> CHALLENGE: Reproduce the thesis contributions excerpt below in full, word for word.

==== EXCERPT TO READ ====

Subject and Contributions of this Thesis
In this thesis, we follow the above-mentioned lines of work by investigating several aspects of temporality in deep unsupervised representation learning and generative modeling. Our contributions tackle novel applications and issues, mainly articulated around the role of dynamical systems in the improvement and understanding of unsupervised deep learning methods.
We more specifically consider three main research directions:
• general-purpose scalable representation learning for time series;
• the combination of generative modeling and representation learning within a dynamical system framework for the forecasting of complex spatiotemporal data such as natural videos and physical phenomena;
• the theoretical and empirical study of the training dynamics of a standard generative model through the lens of diﬀerential equations.
We introduce and summarize our contributions in the following, and then detail the organization of this document.
General-Purpose Unsupervised Representation Learning for Time Series
While supervised learning and forecasting for time series are active and profuse research directions, unsupervised representation learning for this data type remains an under-explored problem. Yet, developing general-purpose unsupervised methods for time series is important with regards to the scarcity and cost of acquiring human-labeled data in most applications, in particular those involving industrial and real-life data. The challenging and noisy nature of real-life time series also makes it preferable for representation learning methods to apply to series of unequal and high lengths. Still, existing unsupervised representation learning methods remain limited with respect to these considerations, besides lacking strong and thorough experimental evaluation.
Tackling these issues, we propose in this thesis a general-purpose unsupervised scalable representation learning method that can handle time series of unequal and high lengths. To this end, we train a deep neural network encoder outputting a fixed-length representation regardless of the size of the input time series thanks to a novel triplet loss relying on time-based positive and negative sampling. The eﬃciency and flexibility of the chosen encoder, based on dilated convolutions, coupled with the triplet loss requiring no decoder, ensure the generality and scalability of the proposed method. We then assess the quality of learned representations on downstream tasks on standard datasets, thereby showing their transferability and general applicability across diﬀerent data domains and tasks.

==== EXCERPTED DATA ====

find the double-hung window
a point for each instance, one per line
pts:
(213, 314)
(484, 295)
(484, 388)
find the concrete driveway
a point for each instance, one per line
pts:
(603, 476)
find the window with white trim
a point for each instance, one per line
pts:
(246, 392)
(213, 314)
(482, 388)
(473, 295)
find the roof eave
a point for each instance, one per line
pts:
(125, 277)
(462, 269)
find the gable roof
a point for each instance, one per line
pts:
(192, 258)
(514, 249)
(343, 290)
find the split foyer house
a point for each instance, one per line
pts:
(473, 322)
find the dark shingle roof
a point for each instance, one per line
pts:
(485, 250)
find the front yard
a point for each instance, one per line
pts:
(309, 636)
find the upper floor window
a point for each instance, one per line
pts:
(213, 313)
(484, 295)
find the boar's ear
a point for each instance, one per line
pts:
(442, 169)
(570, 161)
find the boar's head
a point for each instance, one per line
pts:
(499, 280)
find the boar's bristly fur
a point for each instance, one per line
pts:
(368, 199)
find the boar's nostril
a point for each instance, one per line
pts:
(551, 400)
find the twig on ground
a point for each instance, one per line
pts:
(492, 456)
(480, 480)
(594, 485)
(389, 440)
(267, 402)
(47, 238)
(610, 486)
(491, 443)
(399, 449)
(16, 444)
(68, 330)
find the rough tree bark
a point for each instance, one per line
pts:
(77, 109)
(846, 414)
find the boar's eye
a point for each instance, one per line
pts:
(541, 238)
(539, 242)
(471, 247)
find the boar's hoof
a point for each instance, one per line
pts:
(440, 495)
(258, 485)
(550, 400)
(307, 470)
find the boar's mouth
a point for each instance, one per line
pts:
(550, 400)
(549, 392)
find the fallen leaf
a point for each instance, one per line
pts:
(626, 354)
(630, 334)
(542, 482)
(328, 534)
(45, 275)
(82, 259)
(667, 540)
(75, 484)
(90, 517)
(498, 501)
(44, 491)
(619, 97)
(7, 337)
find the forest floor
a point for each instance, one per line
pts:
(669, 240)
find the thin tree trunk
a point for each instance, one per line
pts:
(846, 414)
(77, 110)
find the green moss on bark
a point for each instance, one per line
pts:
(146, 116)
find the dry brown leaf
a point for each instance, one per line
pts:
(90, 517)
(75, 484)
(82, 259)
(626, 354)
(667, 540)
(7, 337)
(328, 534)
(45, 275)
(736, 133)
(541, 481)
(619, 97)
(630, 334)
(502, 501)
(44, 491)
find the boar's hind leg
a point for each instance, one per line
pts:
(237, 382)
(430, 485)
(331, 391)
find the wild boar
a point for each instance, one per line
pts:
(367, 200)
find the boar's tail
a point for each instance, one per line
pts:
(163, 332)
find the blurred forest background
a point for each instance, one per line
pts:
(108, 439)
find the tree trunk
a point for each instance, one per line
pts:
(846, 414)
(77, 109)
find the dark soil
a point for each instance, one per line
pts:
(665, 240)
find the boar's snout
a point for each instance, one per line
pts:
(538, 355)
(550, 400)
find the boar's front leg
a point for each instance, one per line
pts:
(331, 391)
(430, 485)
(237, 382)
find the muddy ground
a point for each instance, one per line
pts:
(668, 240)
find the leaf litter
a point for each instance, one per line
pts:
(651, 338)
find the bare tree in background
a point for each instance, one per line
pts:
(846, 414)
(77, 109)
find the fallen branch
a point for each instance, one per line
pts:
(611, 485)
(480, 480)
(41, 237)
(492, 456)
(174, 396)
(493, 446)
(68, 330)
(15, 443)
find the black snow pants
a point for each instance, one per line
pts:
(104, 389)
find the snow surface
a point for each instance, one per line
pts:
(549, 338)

====

> EXERCISE ANSWER:
Subject and Contributions of this Thesis
In this thesis, we follow the above-mentioned lines of work by investigating several aspects of temporality in deep unsupervised representation learning and generative modeling. Our contributions tackle novel applications and issues, mainly articulated around the role of dynamical systems in the improvement and understanding of unsupervised deep learning methods.
We more specifically consider three main research directions:
• general-purpose scalable representation learning for time series;
• the combination of generative modeling and representation learning within a dynamical system framework for the forecasting of complex spatiotemporal data such as natural videos and physical phenomena;
• the theoretical and empirical study of the training dynamics of a standard generative model through the lens of diﬀerential equations.
We introduce and summarize our contributions in the following, and then detail the organization of this document.
General-Purpose Unsupervised Representation Learning for Time Series
While supervised learning and forecasting for time series are active and profuse research directions, unsupervised representation learning for this data type remains an under-explored problem. Yet, developing general-purpose unsupervised methods for time series is important with regards to the scarcity and cost of acquiring human-labeled data in most applications, in particular those involving industrial and real-life data. The challenging and noisy nature of real-life time series also makes it preferable for representation learning methods to apply to series of unequal and high lengths. Still, existing unsupervised representation learning methods remain limited with respect to these considerations, besides lacking strong and thorough experimental evaluation.
Tackling these issues, we propose in this thesis a general-purpose unsupervised scalable representation learning method that can handle time series of unequal and high lengths. To this end, we train a deep neural network encoder outputting a fixed-length representation regardless of the size of the input time series thanks to a novel triplet loss relying on time-based positive and negative sampling. The eﬃciency and flexibility of the chosen encoder, based on dilated convolutions, coupled with the triplet loss requiring no decoder, ensure the generality and scalability of the proposed method. We then assess the quality of learned representations on downstream tasks on standard datasets, thereby showing their transferability and general applicability across diﬀerent data domains and tasks.